** Task to complete **
Print the listing in its entirety and exactly, leaving out images.

** Provided information **

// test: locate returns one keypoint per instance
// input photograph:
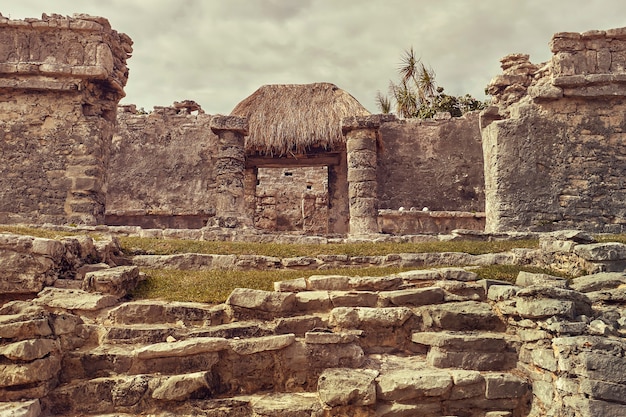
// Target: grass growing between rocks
(509, 272)
(136, 245)
(36, 232)
(619, 238)
(215, 286)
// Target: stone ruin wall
(431, 163)
(292, 199)
(60, 81)
(555, 145)
(426, 342)
(162, 168)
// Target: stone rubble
(429, 342)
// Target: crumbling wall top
(591, 65)
(58, 52)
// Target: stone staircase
(425, 343)
(436, 342)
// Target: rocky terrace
(428, 342)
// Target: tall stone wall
(162, 169)
(431, 163)
(293, 198)
(60, 81)
(555, 145)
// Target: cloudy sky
(217, 52)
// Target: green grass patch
(619, 238)
(37, 232)
(214, 286)
(509, 272)
(151, 246)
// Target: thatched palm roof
(294, 118)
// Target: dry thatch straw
(294, 118)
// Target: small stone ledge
(373, 121)
(229, 123)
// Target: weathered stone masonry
(555, 147)
(60, 81)
(162, 168)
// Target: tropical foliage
(417, 94)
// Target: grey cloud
(218, 52)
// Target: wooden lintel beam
(328, 159)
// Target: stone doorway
(292, 199)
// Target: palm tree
(417, 93)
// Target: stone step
(403, 280)
(155, 312)
(480, 351)
(384, 385)
(245, 364)
(461, 316)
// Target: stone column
(338, 207)
(361, 134)
(250, 179)
(230, 205)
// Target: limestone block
(603, 367)
(313, 301)
(470, 360)
(465, 315)
(395, 409)
(74, 299)
(29, 373)
(156, 311)
(231, 123)
(371, 318)
(414, 296)
(502, 292)
(462, 291)
(362, 174)
(180, 387)
(504, 386)
(327, 338)
(262, 300)
(353, 298)
(29, 350)
(458, 274)
(603, 408)
(596, 252)
(24, 272)
(117, 281)
(319, 356)
(476, 341)
(130, 390)
(28, 408)
(525, 279)
(328, 282)
(287, 405)
(294, 285)
(18, 327)
(600, 281)
(602, 390)
(467, 384)
(261, 344)
(404, 384)
(375, 283)
(344, 386)
(182, 348)
(544, 307)
(420, 275)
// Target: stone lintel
(232, 123)
(41, 83)
(365, 122)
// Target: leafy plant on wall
(416, 94)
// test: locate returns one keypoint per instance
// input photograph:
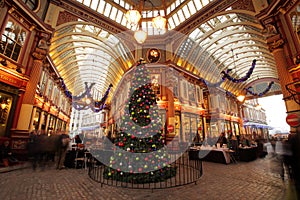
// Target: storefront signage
(293, 120)
(10, 79)
(170, 128)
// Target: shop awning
(258, 125)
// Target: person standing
(63, 144)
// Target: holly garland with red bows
(227, 76)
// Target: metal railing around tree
(187, 171)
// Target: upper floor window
(32, 4)
(12, 40)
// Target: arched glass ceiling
(85, 53)
(116, 10)
(229, 40)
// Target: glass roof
(229, 40)
(85, 53)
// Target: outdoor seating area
(223, 155)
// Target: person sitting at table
(6, 154)
(77, 140)
(222, 139)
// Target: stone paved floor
(244, 181)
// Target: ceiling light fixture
(134, 17)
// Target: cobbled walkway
(258, 179)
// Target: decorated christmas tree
(140, 154)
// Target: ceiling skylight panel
(87, 3)
(122, 3)
(194, 34)
(186, 11)
(101, 6)
(103, 34)
(181, 16)
(107, 10)
(192, 7)
(113, 13)
(205, 2)
(176, 20)
(198, 4)
(127, 6)
(172, 7)
(94, 5)
(171, 23)
(119, 16)
(124, 22)
(205, 27)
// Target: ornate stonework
(93, 18)
(206, 13)
(65, 17)
(276, 44)
(244, 5)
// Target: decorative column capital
(39, 54)
(275, 42)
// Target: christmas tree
(140, 155)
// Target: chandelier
(134, 17)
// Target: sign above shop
(293, 120)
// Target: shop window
(32, 4)
(155, 81)
(36, 120)
(43, 81)
(12, 41)
(191, 91)
(5, 105)
(49, 89)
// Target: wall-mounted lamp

** Written response **
// test: locate returns one keypoint per instance
// input photograph:
// Target: grass growing between rocks
(509, 272)
(136, 245)
(36, 232)
(619, 238)
(215, 286)
// Target: stone ruin wall
(431, 163)
(292, 199)
(60, 81)
(555, 145)
(426, 342)
(162, 168)
// Target: stone rubble
(429, 342)
// Target: crumbling wall top
(591, 65)
(58, 52)
// Target: stone staircase
(425, 343)
(436, 342)
// Target: rocky terrace
(428, 342)
// Target: tall stone wall
(162, 169)
(431, 163)
(293, 198)
(60, 81)
(555, 145)
// Target: cloudy sky
(217, 52)
// Target: green grass patch
(619, 238)
(37, 232)
(214, 286)
(509, 272)
(151, 246)
// Target: thatched palm roof
(294, 118)
// Target: dry thatch straw
(294, 118)
// Target: small stone ledge
(373, 121)
(229, 123)
// Target: weathered stone masonry
(555, 147)
(60, 81)
(162, 168)
// Target: tropical foliage
(417, 94)
// Target: grey cloud
(218, 52)
// Target: wooden lintel beam
(328, 159)
// Target: stone doorway
(292, 199)
// Target: palm tree
(417, 93)
// Target: stone step
(403, 280)
(155, 312)
(480, 351)
(384, 385)
(245, 364)
(461, 316)
// Target: stone column
(338, 207)
(361, 134)
(250, 179)
(230, 205)
// Target: limestone block
(603, 367)
(313, 301)
(470, 360)
(465, 315)
(395, 409)
(74, 299)
(29, 373)
(156, 311)
(231, 123)
(371, 318)
(414, 296)
(502, 292)
(462, 291)
(362, 174)
(180, 387)
(504, 386)
(327, 338)
(262, 300)
(353, 298)
(29, 350)
(458, 274)
(603, 408)
(596, 252)
(24, 272)
(117, 281)
(319, 356)
(476, 341)
(130, 390)
(28, 408)
(525, 279)
(328, 282)
(287, 405)
(294, 285)
(18, 327)
(600, 281)
(602, 390)
(467, 384)
(261, 344)
(404, 384)
(375, 283)
(344, 386)
(182, 348)
(544, 307)
(420, 275)
// Target: stone lintel
(232, 123)
(41, 83)
(365, 122)
// Target: leafy plant on wall
(416, 94)
// test: locate returns one keypoint per instance
// input photograph:
// Target: storefront signage
(293, 120)
(10, 79)
(170, 128)
// Target: shop awning
(258, 125)
// Target: person standing
(63, 144)
// Target: holly garland with red bows
(227, 76)
// Target: metal railing around tree
(187, 171)
// Target: upper floor window
(32, 4)
(12, 40)
// Target: arched glass ceiling
(85, 53)
(116, 10)
(229, 40)
// Target: glass roof
(229, 40)
(85, 53)
// Target: outdoor seating area
(223, 155)
// Target: person sitting at table
(6, 154)
(77, 140)
(222, 139)
// Target: stone paved floor
(244, 181)
// Target: ceiling light fixture
(134, 17)
// Target: cobbled walkway
(258, 179)
// Target: decorated christmas tree
(140, 154)
// Target: ceiling skylight panel
(87, 3)
(122, 3)
(194, 34)
(186, 11)
(101, 6)
(103, 34)
(181, 16)
(107, 10)
(192, 7)
(113, 13)
(205, 2)
(176, 20)
(198, 4)
(127, 6)
(172, 7)
(94, 5)
(171, 23)
(119, 16)
(124, 22)
(205, 27)
// Target: ornate stonework
(93, 18)
(206, 13)
(65, 17)
(276, 44)
(244, 5)
// Target: decorative column capital
(39, 54)
(275, 42)
// Target: christmas tree
(140, 155)
// Target: chandelier
(134, 17)
// Target: sign above shop
(293, 120)
// Target: shop window
(32, 4)
(155, 81)
(36, 120)
(43, 81)
(12, 41)
(191, 91)
(5, 105)
(49, 89)
// Target: wall-mounted lamp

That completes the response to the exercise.